** Begin RECORDS SUPPLIED **
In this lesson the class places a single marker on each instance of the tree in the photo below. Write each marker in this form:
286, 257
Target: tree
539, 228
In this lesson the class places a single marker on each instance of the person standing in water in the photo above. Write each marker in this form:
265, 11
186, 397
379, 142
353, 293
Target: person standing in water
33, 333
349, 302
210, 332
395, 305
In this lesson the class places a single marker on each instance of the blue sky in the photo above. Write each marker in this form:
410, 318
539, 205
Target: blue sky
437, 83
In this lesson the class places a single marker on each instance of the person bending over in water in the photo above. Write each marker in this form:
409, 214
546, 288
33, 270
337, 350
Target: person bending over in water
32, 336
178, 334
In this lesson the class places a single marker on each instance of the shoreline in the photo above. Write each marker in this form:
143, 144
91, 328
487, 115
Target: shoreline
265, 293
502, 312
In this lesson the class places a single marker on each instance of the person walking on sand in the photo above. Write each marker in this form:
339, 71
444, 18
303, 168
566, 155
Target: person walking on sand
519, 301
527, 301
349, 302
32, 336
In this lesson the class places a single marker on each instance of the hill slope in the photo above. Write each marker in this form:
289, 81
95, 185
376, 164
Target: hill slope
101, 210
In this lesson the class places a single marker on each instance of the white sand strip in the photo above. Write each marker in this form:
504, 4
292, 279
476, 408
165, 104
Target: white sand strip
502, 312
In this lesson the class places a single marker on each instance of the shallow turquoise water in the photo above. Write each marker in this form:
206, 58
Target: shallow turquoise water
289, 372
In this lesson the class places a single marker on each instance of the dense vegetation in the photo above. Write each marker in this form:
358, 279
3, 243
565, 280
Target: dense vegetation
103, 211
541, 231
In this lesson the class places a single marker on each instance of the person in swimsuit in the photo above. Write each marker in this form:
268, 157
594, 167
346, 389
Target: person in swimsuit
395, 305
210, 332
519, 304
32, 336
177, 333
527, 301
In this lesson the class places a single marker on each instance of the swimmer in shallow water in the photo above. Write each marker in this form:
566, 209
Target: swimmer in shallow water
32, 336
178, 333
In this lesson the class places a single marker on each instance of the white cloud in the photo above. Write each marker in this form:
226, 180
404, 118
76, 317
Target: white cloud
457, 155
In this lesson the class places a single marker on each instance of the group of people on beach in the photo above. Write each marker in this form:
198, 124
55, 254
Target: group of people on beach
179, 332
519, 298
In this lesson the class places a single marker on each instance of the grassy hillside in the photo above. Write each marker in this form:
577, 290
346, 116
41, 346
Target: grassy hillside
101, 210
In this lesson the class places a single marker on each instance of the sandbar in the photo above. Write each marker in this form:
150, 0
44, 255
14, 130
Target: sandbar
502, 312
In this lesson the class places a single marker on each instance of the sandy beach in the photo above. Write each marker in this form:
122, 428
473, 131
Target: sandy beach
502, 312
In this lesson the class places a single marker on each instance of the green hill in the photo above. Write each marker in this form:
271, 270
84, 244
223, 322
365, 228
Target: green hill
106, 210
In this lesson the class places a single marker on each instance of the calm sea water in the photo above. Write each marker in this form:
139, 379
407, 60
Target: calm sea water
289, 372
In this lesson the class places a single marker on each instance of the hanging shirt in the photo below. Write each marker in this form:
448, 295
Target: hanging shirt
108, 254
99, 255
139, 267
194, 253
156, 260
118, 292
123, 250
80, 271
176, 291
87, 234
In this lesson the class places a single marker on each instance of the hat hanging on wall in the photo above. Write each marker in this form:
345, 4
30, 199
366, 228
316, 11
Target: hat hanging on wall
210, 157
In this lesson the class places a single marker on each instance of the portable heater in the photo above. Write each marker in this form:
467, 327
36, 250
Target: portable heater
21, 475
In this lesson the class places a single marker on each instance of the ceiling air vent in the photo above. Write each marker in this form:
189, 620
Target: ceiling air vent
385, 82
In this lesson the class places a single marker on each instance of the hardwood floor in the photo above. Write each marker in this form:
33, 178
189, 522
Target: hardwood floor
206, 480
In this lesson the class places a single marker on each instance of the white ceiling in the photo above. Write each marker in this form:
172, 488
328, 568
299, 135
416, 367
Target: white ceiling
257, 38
** End RECORDS SUPPLIED **
TASK TO COMPLETE:
Reproduce every one of the lines above word for word, changing nothing.

ANSWER FOR THE TASK:
In this lesson the class places a single marker on each instance of the tree in the photo below. Write each marker in this form:
286, 257
Target: tree
539, 228
In this lesson the class places a single marker on each instance of the person standing in water in the photo above. Write each marker in this form:
265, 11
186, 397
379, 142
353, 293
Target: person standing in water
33, 333
349, 302
210, 332
395, 305
In this lesson the class places a single marker on each instance of the blue sky in the photo above. Write each marker in this form:
410, 318
539, 205
Target: blue sky
437, 83
In this lesson the class places a single marker on each instance of the person bending over in water in the photo above. Write each marker in this form:
409, 214
546, 288
33, 270
337, 350
Target: person bending over in water
32, 336
178, 334
In this lesson the class places a single marker on each instance of the shoreline in the photo above. Write each marker in this form:
143, 144
91, 328
487, 115
Target: shoreline
265, 293
502, 312
In this lesson the class places a single marker on each instance of the person walking on sand in the photo above. Write each marker in this form:
339, 71
444, 18
303, 168
566, 155
Target: person walking on sand
519, 301
527, 301
349, 302
32, 336
In this lesson the class places a single marker on each instance of the hill slope in the photo above. Write each marker in this form:
289, 81
95, 185
376, 164
Target: hill slope
101, 210
In this lesson the class places a single marker on each instance of the white sand strip in the photo above. Write each marker in this form:
504, 4
292, 279
476, 408
165, 104
Target: white sand strip
502, 312
In this lesson the class places a single marker on each instance of the shallow turquoise water in the photo above. Write each marker in this form:
206, 58
Target: shallow turquoise water
289, 372
In this lesson the class places a single marker on each instance of the dense vegetation in the photo above. Write each marker in this form:
358, 279
3, 243
565, 280
Target: dense vegetation
103, 211
541, 231
In this lesson the class places a single marker on each instance of the person in swimsuit in the photo above. Write each marker in this form:
268, 157
594, 167
346, 389
Target: person in swimsuit
395, 305
210, 332
519, 304
32, 336
177, 333
527, 301
In this lesson the class places a single marker on each instance of the swimmer in shallow water in the photo above. Write each marker in this form:
566, 209
Target: swimmer in shallow water
32, 336
178, 333
In this lesson the class places a single marker on each instance of the white cloud in the photo above. Write each marker in this form:
226, 180
404, 118
76, 317
Target: white cloud
457, 155
In this lesson the class places a single marker on each instance of the group of people on beach in the photo above. Write each marker in this form:
198, 124
55, 254
Target: group of people on beach
179, 332
519, 298
In this lesson the class places a single marker on each instance of the grassy hillside in the photo above. Write each marker in this form:
577, 290
346, 116
41, 346
Target: grassy hillside
101, 210
In this lesson the class places a single marker on each instance of the sandbar in the photo above. Write each marker in this form:
150, 0
44, 255
14, 130
Target: sandbar
502, 312
In this lesson the class places a single marker on each instance of the sandy beach in the photo above. Write each marker in this form:
122, 428
473, 131
Target: sandy beach
502, 312
In this lesson the class places a single marker on each instance of the green hill in the photo above. Write each marker in this form:
271, 270
84, 244
223, 322
365, 228
Target: green hill
106, 210
In this lesson the class places a single marker on each instance of the calm sea water in the photo above. Write each marker in this form:
139, 379
407, 60
Target: calm sea water
289, 372
In this lesson the class places a single marker on each instance of the hanging shirt in the photo below. Write each marker in this form:
448, 295
Target: hanging shirt
108, 254
99, 255
139, 267
194, 253
156, 260
118, 292
123, 250
80, 271
176, 291
87, 234
In this lesson the class places a single marker on each instance of the hat hanging on wall in the photo above. Write each marker in this form:
345, 4
30, 199
366, 228
316, 11
Target: hat hanging on wall
210, 157
In this lesson the class places a single marker on each instance of the portable heater in the photo above. Write each marker in this form:
467, 327
36, 250
Target: portable heater
21, 475
In this lesson the class places a single marker on each instance of the ceiling air vent in the photo above. Write each marker in this form:
189, 620
Target: ceiling air vent
385, 82
In this lesson the class places a single marker on each instance of the hardwood floor in the photo above. Write each marker in this form:
33, 178
189, 522
Target: hardwood floor
206, 480
In this lesson the class places a single marker on each instance of the white ceiling in the photo above. Write each marker in this form:
172, 488
328, 568
299, 135
416, 367
Target: white ceiling
257, 38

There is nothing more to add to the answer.